__TASK DESCRIPTION__
Collect every line in the records below that contains the word "rule". Matching is case-sensitive.
## start GIVEN INFORMATION
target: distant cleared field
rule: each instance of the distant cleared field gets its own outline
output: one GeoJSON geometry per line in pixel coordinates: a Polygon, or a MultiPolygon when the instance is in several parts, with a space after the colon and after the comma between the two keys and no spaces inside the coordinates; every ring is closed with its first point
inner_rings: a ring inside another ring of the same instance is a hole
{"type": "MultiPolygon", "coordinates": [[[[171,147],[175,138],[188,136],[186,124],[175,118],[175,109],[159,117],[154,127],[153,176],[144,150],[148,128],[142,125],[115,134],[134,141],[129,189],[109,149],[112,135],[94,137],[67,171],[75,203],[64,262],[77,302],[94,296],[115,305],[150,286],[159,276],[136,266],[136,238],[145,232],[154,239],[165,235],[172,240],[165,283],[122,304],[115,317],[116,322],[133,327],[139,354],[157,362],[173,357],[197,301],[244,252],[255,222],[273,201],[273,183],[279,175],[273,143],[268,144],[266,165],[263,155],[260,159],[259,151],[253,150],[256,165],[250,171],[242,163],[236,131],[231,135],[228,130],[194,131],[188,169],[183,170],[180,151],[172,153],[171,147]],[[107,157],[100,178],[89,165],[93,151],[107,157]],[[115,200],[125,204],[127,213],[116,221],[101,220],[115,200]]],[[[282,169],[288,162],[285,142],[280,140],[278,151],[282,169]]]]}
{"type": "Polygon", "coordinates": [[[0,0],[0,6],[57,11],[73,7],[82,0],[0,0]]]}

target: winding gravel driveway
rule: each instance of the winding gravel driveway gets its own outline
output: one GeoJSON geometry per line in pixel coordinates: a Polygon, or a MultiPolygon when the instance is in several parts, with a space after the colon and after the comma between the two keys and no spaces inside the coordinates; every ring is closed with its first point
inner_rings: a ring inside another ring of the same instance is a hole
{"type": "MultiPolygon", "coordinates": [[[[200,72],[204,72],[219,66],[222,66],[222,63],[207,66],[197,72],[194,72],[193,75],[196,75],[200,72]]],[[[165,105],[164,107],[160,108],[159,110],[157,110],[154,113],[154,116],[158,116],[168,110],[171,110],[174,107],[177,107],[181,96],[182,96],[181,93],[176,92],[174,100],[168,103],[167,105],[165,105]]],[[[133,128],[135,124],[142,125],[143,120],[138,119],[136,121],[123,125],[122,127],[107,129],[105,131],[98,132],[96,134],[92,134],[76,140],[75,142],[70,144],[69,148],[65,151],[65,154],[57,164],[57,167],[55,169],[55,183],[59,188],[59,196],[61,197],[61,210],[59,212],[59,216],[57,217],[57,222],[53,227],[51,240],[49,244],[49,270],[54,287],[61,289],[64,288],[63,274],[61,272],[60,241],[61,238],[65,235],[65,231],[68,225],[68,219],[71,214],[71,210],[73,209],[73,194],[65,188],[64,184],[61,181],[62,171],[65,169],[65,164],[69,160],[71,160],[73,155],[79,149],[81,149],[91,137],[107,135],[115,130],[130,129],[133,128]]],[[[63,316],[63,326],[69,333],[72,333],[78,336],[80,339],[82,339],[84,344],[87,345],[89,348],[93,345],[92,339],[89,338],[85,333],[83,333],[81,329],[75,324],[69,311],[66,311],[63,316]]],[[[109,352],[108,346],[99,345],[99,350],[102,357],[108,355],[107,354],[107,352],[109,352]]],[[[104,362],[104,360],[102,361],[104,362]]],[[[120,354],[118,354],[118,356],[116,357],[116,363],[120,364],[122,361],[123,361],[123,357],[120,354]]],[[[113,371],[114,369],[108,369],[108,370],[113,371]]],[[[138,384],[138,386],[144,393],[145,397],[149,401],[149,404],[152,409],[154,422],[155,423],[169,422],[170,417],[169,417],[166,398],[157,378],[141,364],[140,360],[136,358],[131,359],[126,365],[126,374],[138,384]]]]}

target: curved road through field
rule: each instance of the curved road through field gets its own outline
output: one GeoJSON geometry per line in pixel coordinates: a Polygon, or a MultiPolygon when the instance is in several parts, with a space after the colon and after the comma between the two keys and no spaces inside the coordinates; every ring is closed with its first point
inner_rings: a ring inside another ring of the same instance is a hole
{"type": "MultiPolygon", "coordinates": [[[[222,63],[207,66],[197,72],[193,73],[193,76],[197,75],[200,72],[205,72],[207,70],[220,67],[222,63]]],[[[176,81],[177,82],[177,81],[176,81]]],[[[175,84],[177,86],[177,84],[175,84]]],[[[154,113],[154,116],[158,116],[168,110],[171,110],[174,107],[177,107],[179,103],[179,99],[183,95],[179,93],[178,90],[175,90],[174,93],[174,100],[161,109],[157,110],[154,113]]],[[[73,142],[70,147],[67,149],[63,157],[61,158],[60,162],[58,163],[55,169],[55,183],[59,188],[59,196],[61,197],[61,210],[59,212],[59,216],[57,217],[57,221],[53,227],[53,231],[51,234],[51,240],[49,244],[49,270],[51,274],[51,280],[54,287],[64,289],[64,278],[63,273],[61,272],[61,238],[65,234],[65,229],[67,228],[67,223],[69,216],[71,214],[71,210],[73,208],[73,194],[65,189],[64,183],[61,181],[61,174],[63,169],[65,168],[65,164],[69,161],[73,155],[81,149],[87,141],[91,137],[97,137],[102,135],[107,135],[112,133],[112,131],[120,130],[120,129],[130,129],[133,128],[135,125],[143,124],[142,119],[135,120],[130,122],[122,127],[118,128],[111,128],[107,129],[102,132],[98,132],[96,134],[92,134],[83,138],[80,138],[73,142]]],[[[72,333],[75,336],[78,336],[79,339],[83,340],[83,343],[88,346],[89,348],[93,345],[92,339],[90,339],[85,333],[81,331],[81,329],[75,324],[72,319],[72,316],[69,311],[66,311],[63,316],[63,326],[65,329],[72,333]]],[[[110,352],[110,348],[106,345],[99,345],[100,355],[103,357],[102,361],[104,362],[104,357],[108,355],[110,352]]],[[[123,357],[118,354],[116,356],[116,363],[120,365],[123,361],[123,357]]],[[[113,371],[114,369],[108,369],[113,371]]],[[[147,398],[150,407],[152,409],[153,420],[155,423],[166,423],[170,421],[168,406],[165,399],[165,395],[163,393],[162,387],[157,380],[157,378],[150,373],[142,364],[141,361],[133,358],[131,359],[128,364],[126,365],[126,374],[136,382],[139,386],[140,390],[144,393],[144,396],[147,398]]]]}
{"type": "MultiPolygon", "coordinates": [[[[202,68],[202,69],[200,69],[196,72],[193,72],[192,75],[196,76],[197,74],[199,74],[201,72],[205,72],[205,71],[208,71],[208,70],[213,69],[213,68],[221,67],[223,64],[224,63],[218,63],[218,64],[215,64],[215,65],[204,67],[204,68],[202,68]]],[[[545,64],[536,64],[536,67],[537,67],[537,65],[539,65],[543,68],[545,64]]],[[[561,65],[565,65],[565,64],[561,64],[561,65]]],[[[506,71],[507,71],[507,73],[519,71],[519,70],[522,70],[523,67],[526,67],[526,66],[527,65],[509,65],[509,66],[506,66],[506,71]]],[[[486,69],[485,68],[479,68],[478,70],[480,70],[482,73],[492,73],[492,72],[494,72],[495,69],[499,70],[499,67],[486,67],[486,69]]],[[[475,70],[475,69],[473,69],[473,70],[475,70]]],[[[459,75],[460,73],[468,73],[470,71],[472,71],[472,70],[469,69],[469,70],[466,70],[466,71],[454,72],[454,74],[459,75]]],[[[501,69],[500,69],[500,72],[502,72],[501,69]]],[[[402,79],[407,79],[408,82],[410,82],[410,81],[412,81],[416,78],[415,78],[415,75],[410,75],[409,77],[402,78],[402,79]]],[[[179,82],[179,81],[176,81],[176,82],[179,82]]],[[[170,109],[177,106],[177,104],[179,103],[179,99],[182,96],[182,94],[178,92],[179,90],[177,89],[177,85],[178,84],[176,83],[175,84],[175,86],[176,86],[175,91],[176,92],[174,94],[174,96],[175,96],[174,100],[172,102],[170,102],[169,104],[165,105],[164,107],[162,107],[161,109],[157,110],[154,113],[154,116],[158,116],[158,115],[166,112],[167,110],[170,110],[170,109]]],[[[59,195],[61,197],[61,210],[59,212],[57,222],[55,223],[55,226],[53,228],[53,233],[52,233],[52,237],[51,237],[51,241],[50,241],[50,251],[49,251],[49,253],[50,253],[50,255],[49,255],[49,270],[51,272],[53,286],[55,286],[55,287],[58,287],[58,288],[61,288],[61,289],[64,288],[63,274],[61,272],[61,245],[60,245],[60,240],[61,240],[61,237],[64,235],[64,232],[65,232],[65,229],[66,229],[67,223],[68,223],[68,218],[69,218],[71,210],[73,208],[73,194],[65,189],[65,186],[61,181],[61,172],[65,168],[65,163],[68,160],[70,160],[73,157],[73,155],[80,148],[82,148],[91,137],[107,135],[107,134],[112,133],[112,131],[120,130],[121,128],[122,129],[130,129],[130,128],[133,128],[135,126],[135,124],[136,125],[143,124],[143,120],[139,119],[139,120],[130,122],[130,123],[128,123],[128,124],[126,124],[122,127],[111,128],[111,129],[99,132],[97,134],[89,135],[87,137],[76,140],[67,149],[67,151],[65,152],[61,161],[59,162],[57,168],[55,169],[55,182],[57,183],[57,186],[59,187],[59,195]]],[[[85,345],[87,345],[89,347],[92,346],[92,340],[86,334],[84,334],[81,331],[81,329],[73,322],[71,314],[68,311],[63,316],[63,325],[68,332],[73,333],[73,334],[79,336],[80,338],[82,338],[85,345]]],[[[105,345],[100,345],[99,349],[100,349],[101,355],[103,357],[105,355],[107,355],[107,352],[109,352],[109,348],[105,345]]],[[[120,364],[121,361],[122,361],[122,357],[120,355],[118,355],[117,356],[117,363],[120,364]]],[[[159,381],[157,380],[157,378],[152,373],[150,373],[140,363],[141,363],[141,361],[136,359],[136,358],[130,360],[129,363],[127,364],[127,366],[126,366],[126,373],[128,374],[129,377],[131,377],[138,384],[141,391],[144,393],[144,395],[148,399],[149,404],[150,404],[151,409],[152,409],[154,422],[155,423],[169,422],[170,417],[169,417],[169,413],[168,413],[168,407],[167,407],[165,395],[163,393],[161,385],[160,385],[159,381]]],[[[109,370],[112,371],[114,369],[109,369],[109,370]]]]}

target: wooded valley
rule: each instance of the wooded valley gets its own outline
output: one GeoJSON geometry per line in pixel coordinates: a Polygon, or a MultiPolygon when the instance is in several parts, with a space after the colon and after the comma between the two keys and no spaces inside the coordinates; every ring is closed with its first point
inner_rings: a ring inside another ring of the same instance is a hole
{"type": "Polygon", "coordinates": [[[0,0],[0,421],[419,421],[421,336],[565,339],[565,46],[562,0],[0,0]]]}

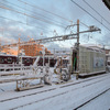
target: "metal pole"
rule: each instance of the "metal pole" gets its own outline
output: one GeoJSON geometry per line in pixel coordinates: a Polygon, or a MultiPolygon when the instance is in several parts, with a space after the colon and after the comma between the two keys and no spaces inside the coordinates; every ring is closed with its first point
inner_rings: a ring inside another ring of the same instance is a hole
{"type": "Polygon", "coordinates": [[[79,74],[79,20],[77,20],[77,76],[76,79],[78,79],[79,74]]]}

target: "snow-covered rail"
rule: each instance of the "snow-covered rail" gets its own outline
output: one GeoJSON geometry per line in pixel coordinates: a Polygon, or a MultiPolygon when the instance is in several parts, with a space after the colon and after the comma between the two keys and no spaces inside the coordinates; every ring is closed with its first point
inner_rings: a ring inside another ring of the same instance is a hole
{"type": "Polygon", "coordinates": [[[18,101],[19,102],[23,98],[26,99],[29,97],[30,98],[35,97],[35,96],[38,97],[38,96],[43,95],[43,98],[40,98],[40,99],[35,98],[35,99],[33,99],[33,101],[28,100],[23,105],[16,105],[13,108],[10,108],[11,110],[14,110],[14,109],[19,109],[19,108],[26,107],[26,106],[30,106],[30,105],[51,100],[52,98],[56,98],[56,97],[59,97],[59,96],[63,96],[63,95],[67,95],[69,92],[79,90],[81,88],[87,88],[89,86],[98,85],[98,84],[102,82],[103,80],[108,80],[108,79],[110,79],[109,75],[107,75],[105,77],[102,75],[102,77],[92,78],[90,81],[88,81],[88,79],[86,79],[84,81],[81,80],[81,81],[76,82],[76,84],[72,82],[70,85],[69,84],[65,85],[65,86],[63,85],[63,86],[59,87],[61,90],[58,90],[58,91],[55,91],[57,88],[54,87],[54,88],[51,88],[51,89],[47,89],[47,90],[44,90],[44,91],[38,91],[38,92],[33,92],[33,94],[29,94],[29,95],[24,95],[24,96],[20,96],[20,97],[13,97],[13,98],[6,99],[6,100],[0,100],[0,105],[2,106],[6,102],[10,103],[10,101],[18,101]],[[69,86],[72,86],[72,87],[69,87],[69,86]],[[68,88],[68,89],[65,89],[65,88],[68,88]],[[50,92],[53,92],[53,94],[50,95],[50,92]],[[45,94],[48,94],[50,96],[48,95],[45,96],[45,94]]]}

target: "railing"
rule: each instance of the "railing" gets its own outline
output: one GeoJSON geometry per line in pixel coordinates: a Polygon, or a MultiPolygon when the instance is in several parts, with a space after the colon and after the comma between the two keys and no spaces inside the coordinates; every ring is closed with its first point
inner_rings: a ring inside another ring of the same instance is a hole
{"type": "Polygon", "coordinates": [[[32,66],[24,66],[23,64],[0,65],[0,75],[23,74],[30,70],[32,70],[32,66]]]}

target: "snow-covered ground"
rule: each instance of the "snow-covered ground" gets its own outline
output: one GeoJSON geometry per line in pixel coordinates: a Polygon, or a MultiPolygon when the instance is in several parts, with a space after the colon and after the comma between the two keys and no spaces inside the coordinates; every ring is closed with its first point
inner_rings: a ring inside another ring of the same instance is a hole
{"type": "Polygon", "coordinates": [[[74,110],[107,89],[79,110],[110,109],[110,74],[19,92],[14,82],[0,88],[0,110],[74,110]]]}

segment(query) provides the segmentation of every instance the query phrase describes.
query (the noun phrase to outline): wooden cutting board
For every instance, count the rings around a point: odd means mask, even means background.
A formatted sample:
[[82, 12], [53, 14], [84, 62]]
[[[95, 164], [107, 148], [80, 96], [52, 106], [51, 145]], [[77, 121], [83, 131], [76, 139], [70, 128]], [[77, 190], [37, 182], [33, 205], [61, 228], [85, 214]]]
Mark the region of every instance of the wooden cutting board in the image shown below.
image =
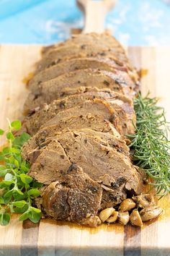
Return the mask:
[[[21, 116], [29, 93], [23, 79], [33, 71], [35, 62], [40, 58], [40, 46], [0, 46], [1, 128], [6, 127], [6, 117], [14, 120]], [[142, 79], [143, 95], [149, 90], [151, 95], [158, 96], [170, 121], [170, 47], [129, 47], [127, 51], [138, 69], [148, 70]], [[0, 226], [0, 255], [168, 256], [169, 197], [158, 203], [165, 214], [143, 228], [117, 223], [90, 229], [50, 219], [35, 225], [19, 221], [14, 215], [9, 226]]]

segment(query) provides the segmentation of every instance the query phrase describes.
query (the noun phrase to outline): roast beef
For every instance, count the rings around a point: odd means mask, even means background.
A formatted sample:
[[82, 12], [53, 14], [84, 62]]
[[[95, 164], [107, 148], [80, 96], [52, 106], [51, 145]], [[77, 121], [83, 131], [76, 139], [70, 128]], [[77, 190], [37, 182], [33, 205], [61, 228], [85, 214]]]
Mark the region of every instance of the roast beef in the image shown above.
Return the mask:
[[127, 134], [134, 133], [138, 75], [107, 34], [80, 35], [43, 49], [29, 82], [22, 147], [29, 175], [44, 184], [45, 216], [97, 226], [99, 212], [143, 191]]
[[[42, 58], [49, 54], [50, 51], [58, 49], [60, 47], [80, 46], [83, 48], [84, 44], [91, 43], [93, 46], [104, 46], [115, 52], [117, 59], [123, 58], [124, 61], [128, 61], [125, 50], [120, 43], [112, 36], [107, 33], [97, 34], [95, 33], [89, 34], [81, 34], [74, 36], [64, 42], [56, 45], [44, 47], [42, 48]], [[99, 47], [99, 46], [97, 46]]]
[[[76, 127], [77, 129], [77, 127]], [[70, 129], [69, 129], [70, 130]], [[62, 132], [65, 132], [62, 130]], [[93, 136], [94, 138], [99, 137], [102, 142], [105, 145], [109, 145], [117, 152], [121, 152], [125, 155], [129, 156], [129, 148], [126, 145], [124, 140], [117, 137], [117, 133], [111, 135], [108, 132], [99, 132], [92, 130], [91, 129], [80, 129], [79, 132], [85, 132], [86, 135]], [[48, 135], [47, 135], [48, 132]], [[41, 153], [42, 150], [48, 145], [53, 140], [60, 135], [59, 132], [55, 132], [55, 136], [53, 132], [51, 135], [51, 127], [50, 129], [46, 128], [46, 130], [42, 129], [33, 136], [22, 148], [22, 157], [30, 162], [35, 162], [37, 156]]]
[[95, 216], [100, 209], [102, 190], [81, 168], [72, 164], [65, 174], [44, 190], [42, 208], [55, 219], [80, 224], [86, 221], [86, 225], [96, 226]]
[[80, 166], [91, 179], [106, 186], [123, 179], [126, 189], [141, 192], [141, 177], [129, 157], [86, 132], [66, 131], [42, 149], [29, 175], [50, 184], [66, 173], [71, 163]]
[[[97, 215], [106, 208], [106, 203], [114, 206], [126, 197], [120, 183], [109, 188], [92, 180], [81, 167], [71, 164], [58, 182], [43, 191], [42, 210], [48, 216], [57, 220], [97, 226], [100, 223]], [[109, 197], [107, 200], [106, 197]]]
[[30, 152], [48, 145], [58, 132], [68, 127], [71, 129], [89, 128], [97, 132], [109, 132], [117, 139], [121, 138], [113, 125], [100, 116], [91, 114], [73, 116], [63, 118], [56, 121], [55, 124], [40, 129], [35, 136], [24, 144], [22, 150], [22, 157], [29, 160]]
[[111, 104], [106, 101], [97, 98], [94, 98], [91, 101], [86, 101], [82, 103], [82, 104], [75, 106], [74, 108], [58, 112], [53, 119], [46, 121], [42, 127], [55, 124], [56, 121], [58, 122], [59, 120], [62, 120], [66, 117], [78, 116], [80, 113], [82, 115], [90, 114], [93, 116], [99, 115], [102, 116], [104, 119], [110, 121], [117, 132], [124, 135], [122, 127], [123, 121], [121, 120], [121, 116], [119, 116], [118, 113]]
[[[35, 86], [37, 87], [37, 84]], [[107, 88], [130, 98], [133, 98], [136, 94], [135, 84], [125, 72], [116, 74], [104, 71], [77, 70], [40, 83], [34, 92], [29, 94], [24, 111], [27, 113], [44, 103], [49, 103], [63, 95], [73, 94], [71, 89], [75, 90], [80, 86], [93, 86], [100, 89]]]
[[[93, 87], [102, 88], [106, 87], [111, 90], [121, 90], [131, 97], [135, 93], [134, 90], [138, 93], [137, 84], [126, 72], [116, 69], [112, 72], [97, 69], [81, 69], [57, 76], [55, 67], [53, 67], [35, 75], [30, 81], [29, 88], [35, 92], [37, 89], [45, 86], [53, 85], [60, 88], [68, 87], [69, 85], [71, 88], [74, 84], [78, 84], [79, 86], [88, 86], [89, 83], [90, 86]], [[101, 85], [97, 85], [98, 84]]]
[[135, 115], [133, 101], [128, 97], [113, 91], [99, 90], [97, 88], [89, 88], [84, 93], [75, 94], [53, 101], [50, 105], [45, 104], [43, 108], [39, 108], [30, 114], [24, 120], [22, 128], [25, 127], [27, 132], [35, 134], [45, 122], [53, 118], [59, 111], [73, 108], [82, 104], [85, 101], [94, 98], [107, 99], [107, 102], [117, 111], [124, 123], [125, 134], [133, 134], [135, 123]]

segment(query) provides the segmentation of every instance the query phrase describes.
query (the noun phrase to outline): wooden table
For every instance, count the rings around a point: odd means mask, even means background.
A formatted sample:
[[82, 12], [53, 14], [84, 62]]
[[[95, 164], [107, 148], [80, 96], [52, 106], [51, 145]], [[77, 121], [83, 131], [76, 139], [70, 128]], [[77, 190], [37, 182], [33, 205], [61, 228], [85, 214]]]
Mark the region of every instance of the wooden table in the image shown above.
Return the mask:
## end GIVEN INFORMATION
__RESPONSE TO THIS EXERCISE__
rule: each instance of the distant cleared field gets its own outline
rule: each instance of the winding gravel driveway gets its own outline
rule: each instance of the curved road through field gets its own outline
rule: each instance of the wooded valley gets its own outline
rule: each instance of the "metal pole" gets its own outline
rule: each instance of the "snow-covered rail" gets its own outline
rule: each instance of the "railing" gets its own outline
rule: each instance of the "snow-covered ground" gets its own outline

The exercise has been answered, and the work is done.